§ Exercise inputs:
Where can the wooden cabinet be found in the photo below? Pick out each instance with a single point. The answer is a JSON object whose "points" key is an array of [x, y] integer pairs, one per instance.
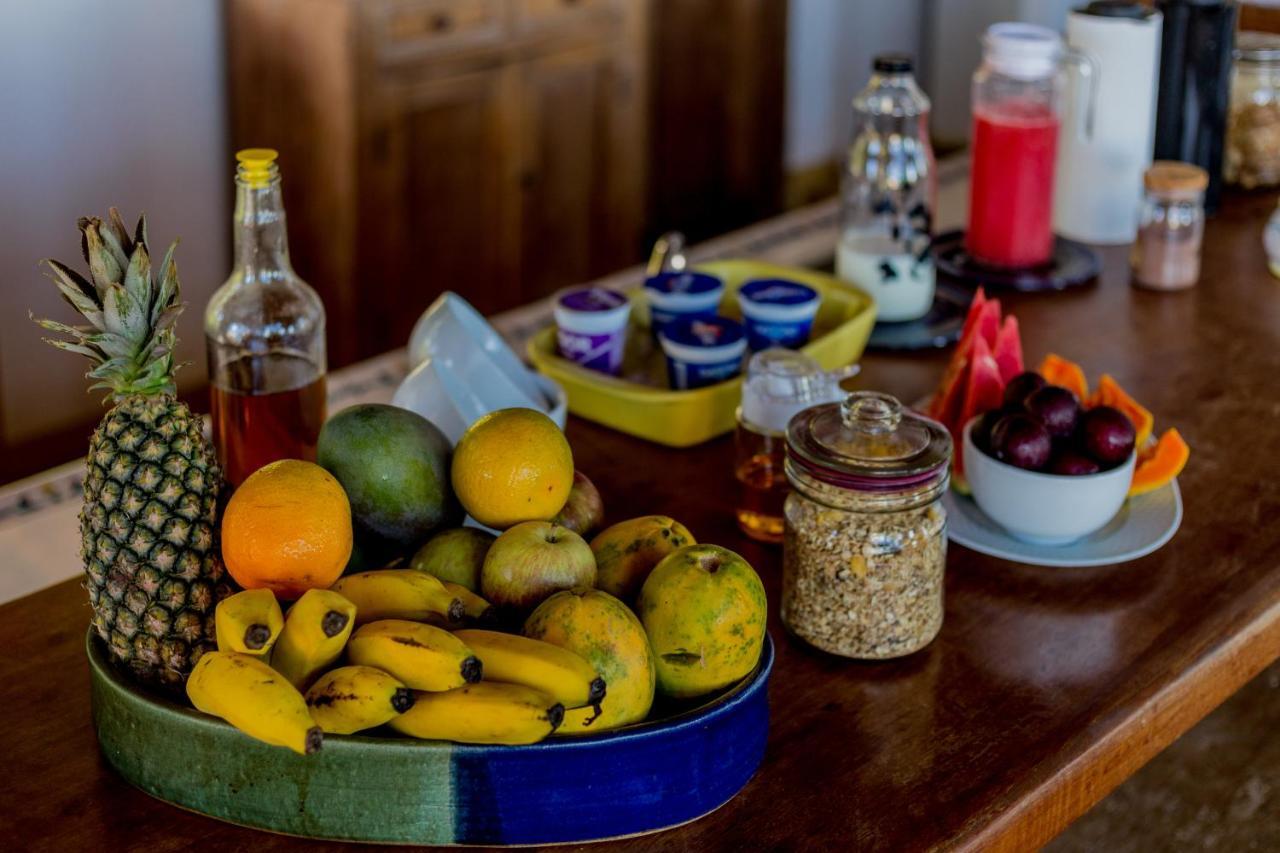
{"points": [[493, 147]]}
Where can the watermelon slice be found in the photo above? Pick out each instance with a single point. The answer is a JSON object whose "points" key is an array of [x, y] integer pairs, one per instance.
{"points": [[1008, 349]]}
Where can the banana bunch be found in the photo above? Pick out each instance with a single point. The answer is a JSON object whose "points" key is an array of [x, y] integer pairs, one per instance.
{"points": [[255, 698], [248, 623], [353, 698], [400, 593], [424, 657], [315, 632], [485, 712], [556, 671]]}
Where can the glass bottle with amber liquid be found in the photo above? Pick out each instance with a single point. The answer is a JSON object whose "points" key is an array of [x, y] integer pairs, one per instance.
{"points": [[778, 384], [264, 331]]}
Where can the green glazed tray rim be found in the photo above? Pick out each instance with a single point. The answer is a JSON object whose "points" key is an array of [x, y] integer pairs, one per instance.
{"points": [[103, 670]]}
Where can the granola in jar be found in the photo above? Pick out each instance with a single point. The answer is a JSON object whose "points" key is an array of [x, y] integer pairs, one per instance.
{"points": [[865, 530]]}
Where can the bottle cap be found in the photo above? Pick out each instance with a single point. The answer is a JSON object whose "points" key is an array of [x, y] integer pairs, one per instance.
{"points": [[1022, 50], [781, 383], [1175, 178], [256, 167], [892, 64]]}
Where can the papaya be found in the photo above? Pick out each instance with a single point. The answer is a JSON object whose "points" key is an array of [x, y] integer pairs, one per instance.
{"points": [[1110, 393], [626, 552], [604, 632], [1068, 374], [1160, 464], [703, 609]]}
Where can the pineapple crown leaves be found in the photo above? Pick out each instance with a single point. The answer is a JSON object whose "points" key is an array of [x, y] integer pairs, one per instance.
{"points": [[129, 313]]}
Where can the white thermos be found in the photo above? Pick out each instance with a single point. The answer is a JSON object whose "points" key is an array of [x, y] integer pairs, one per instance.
{"points": [[1098, 182]]}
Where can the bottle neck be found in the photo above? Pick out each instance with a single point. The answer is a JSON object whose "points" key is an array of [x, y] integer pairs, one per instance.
{"points": [[261, 243]]}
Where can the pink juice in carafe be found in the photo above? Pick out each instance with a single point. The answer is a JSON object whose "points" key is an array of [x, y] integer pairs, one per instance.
{"points": [[1011, 195]]}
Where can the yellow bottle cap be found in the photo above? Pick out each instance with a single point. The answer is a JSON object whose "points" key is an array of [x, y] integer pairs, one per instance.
{"points": [[256, 165]]}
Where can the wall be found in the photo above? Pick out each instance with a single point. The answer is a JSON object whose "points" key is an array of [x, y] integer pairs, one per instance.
{"points": [[830, 50], [104, 104]]}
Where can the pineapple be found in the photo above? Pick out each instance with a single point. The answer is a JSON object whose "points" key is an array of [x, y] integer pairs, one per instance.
{"points": [[149, 534]]}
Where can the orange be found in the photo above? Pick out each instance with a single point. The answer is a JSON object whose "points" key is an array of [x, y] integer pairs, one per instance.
{"points": [[512, 465], [287, 529]]}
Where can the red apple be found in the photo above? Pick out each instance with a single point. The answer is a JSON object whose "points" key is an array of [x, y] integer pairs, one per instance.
{"points": [[584, 511], [533, 560]]}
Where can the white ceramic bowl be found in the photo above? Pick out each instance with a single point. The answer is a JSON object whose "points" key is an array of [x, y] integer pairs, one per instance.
{"points": [[1045, 509]]}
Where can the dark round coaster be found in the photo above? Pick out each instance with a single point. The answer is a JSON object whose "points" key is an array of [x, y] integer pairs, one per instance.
{"points": [[1073, 264], [938, 328]]}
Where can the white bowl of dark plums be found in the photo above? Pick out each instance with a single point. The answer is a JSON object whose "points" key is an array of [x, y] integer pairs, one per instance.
{"points": [[1046, 469]]}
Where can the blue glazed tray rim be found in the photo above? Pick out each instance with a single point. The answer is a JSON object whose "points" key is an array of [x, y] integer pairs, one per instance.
{"points": [[723, 703]]}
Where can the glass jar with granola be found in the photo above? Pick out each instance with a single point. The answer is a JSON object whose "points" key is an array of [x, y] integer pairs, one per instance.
{"points": [[865, 532]]}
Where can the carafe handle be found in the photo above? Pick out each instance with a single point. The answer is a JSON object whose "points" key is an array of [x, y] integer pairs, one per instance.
{"points": [[1086, 68]]}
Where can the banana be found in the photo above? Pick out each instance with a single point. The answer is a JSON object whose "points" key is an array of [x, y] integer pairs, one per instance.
{"points": [[400, 593], [543, 666], [421, 656], [485, 712], [474, 607], [255, 698], [248, 623], [315, 632], [353, 698]]}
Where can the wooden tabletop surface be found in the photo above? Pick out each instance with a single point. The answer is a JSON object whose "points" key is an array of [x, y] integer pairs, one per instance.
{"points": [[1045, 689]]}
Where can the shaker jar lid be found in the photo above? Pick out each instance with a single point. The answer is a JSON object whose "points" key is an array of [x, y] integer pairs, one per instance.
{"points": [[868, 442], [1176, 178], [1253, 46]]}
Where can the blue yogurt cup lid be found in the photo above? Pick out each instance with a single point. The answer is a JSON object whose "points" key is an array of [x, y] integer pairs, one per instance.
{"points": [[777, 291]]}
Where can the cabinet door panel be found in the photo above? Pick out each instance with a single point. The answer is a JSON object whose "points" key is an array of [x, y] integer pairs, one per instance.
{"points": [[583, 174], [438, 213]]}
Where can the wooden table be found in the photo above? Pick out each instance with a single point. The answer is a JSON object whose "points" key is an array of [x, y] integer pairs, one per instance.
{"points": [[1045, 689]]}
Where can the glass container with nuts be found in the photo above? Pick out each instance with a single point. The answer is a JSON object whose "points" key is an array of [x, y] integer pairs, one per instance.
{"points": [[865, 532]]}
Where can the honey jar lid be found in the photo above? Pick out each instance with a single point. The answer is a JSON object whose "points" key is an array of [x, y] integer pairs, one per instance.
{"points": [[1175, 177], [868, 442]]}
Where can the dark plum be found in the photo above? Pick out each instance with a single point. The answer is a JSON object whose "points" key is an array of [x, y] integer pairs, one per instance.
{"points": [[1022, 441], [1020, 387], [1107, 436], [1073, 464], [1056, 407]]}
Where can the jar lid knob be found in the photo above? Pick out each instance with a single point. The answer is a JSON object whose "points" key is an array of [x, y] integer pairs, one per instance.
{"points": [[871, 413]]}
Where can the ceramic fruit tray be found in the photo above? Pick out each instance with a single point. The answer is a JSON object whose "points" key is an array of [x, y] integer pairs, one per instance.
{"points": [[640, 404], [638, 779]]}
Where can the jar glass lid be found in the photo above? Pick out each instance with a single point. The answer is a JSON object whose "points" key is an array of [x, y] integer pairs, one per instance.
{"points": [[868, 441]]}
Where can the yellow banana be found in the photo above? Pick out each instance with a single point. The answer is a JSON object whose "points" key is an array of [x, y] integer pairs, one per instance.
{"points": [[551, 669], [315, 632], [474, 607], [248, 623], [400, 593], [255, 698], [485, 712], [421, 656], [353, 698]]}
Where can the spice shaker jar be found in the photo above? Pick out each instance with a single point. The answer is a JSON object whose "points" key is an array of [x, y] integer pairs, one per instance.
{"points": [[865, 532], [1252, 156], [1171, 226]]}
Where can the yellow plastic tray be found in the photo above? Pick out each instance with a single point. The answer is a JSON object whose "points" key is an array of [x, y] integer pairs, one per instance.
{"points": [[640, 404]]}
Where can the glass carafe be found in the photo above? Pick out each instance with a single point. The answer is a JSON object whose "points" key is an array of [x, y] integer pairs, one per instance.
{"points": [[1018, 95], [887, 194], [264, 331]]}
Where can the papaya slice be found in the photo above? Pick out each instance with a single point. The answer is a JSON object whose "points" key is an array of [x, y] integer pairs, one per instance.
{"points": [[1110, 393], [1060, 372], [1160, 464]]}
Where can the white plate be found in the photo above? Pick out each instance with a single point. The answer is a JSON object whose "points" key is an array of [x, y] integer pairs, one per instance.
{"points": [[1142, 525]]}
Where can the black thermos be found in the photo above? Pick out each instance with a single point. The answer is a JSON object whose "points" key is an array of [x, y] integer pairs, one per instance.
{"points": [[1196, 85]]}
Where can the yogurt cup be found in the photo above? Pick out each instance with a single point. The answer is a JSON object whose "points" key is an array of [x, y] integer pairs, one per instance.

§ Written request:
Repeat exactly the lines above from the line that contains "Where can the papaya slice" through the end. Include both of these ends; leave out everything else.

§ Problem solution:
Where can the papaya slice be found in the photo above? Pick out each instance with a single point. The answer is a JSON object whose "points" key is an array of [x, y] integer pairs, one per instance.
{"points": [[1110, 393], [1060, 372], [1160, 464]]}
Where can the white plate be found in the photo above? Pick out each instance with a single point. The answer is a JSON object whose "points" key is an array of [x, y] integer pairs, one per instance.
{"points": [[1142, 525]]}
Where can the black thermos be found in the photo above? Pick out each instance with a single point. The answer is a JSON object whose "points" key is an array of [x, y] integer pairs, one per instance.
{"points": [[1196, 85]]}
Where can the yogurt cup be found in the photo above? Pick out each instance with a single point. The answer is a JSON object whose "points" key is an array of [x, y] integer pairs, one per instance.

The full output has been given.